* WORK REQUIRED: Using the records below, repeat exactly the lines from the one holding "the window sill." through the one holding "of the awning.", both ends included, and no others.

* ENTRIES SUPPLIED:
┄┄┄┄┄┄

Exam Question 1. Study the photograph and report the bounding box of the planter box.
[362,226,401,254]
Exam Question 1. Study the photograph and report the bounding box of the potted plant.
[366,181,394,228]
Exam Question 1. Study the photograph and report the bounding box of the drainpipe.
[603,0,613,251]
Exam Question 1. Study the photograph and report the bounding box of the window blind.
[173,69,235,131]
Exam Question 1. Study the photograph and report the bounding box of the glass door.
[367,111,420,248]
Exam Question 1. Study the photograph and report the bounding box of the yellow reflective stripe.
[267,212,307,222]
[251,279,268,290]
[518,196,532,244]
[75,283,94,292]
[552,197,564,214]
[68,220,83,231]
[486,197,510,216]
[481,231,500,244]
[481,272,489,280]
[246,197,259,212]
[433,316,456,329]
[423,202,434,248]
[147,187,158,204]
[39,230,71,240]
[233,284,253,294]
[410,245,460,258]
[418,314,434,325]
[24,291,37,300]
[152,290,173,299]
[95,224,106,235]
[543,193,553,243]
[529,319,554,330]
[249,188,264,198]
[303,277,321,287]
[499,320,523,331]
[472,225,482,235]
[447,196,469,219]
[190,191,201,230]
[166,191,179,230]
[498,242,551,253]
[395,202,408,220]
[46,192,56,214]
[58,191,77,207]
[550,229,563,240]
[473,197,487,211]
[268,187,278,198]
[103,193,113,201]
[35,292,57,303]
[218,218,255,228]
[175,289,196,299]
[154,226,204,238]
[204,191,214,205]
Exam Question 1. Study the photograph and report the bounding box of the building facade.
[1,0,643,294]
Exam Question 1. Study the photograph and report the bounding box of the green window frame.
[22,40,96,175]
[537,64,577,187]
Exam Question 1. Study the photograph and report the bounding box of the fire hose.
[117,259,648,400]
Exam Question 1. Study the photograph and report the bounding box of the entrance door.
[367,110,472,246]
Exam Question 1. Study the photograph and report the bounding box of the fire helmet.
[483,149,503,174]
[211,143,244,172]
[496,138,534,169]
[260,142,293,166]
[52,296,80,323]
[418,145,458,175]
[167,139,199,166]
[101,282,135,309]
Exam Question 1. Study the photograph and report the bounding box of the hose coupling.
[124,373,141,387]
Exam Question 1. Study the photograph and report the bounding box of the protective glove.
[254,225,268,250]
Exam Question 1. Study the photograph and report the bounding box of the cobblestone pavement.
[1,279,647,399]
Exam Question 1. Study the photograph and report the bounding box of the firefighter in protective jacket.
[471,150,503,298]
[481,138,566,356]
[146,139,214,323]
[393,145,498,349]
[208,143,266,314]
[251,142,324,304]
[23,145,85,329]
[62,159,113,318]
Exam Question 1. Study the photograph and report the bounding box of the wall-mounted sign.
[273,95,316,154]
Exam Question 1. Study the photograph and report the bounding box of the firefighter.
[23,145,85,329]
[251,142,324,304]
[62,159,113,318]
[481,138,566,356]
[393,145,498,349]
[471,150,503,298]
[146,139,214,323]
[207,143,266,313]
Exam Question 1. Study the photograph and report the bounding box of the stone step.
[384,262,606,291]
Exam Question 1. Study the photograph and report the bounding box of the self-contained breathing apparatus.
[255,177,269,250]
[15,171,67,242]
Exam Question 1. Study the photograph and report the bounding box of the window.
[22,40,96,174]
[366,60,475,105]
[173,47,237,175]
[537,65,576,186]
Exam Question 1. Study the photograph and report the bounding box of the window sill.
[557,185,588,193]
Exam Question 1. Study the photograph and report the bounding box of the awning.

┄┄┄┄┄┄

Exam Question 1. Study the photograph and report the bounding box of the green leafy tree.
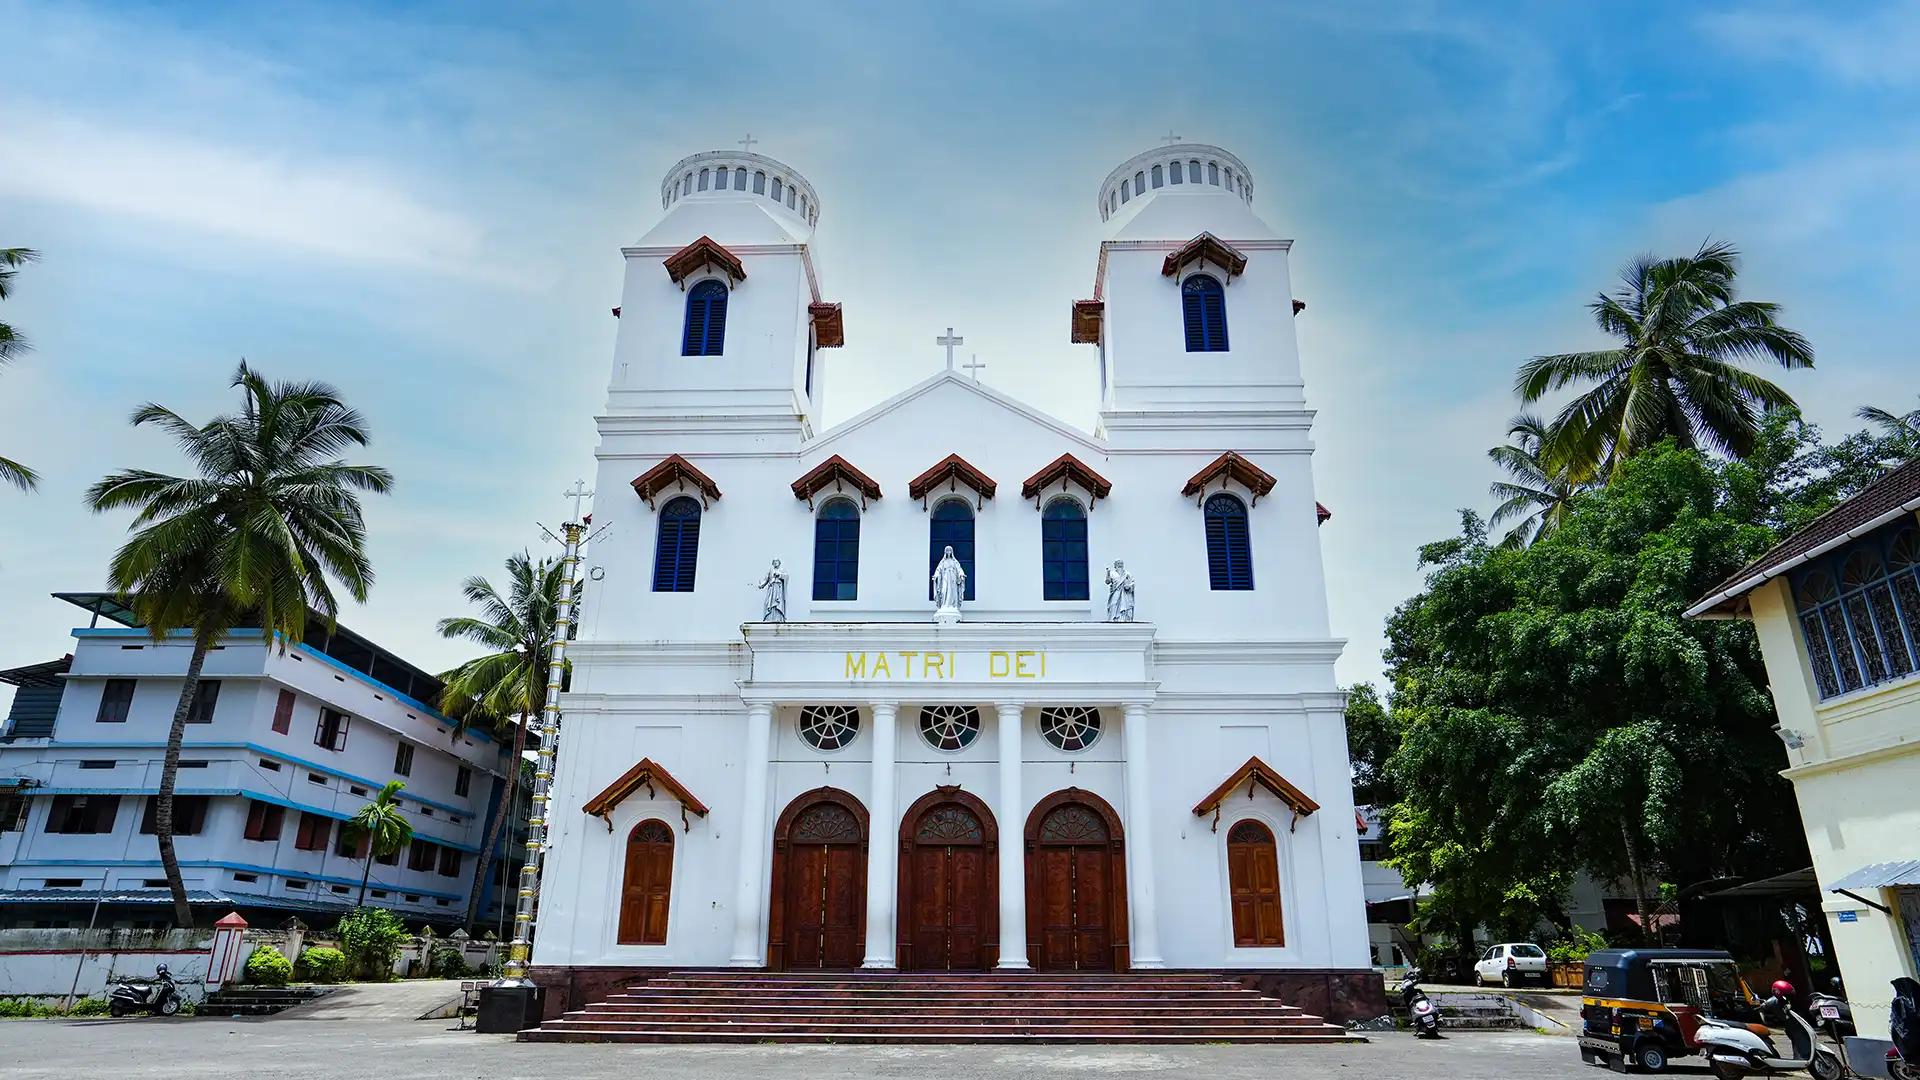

┄┄┄┄┄┄

* OUTPUT BELOW:
Exam Question 1. Study the photograph and report the bounding box of the window sill.
[557,185,588,193]
Exam Question 1. Study the photograph and report the bounding box of the awning.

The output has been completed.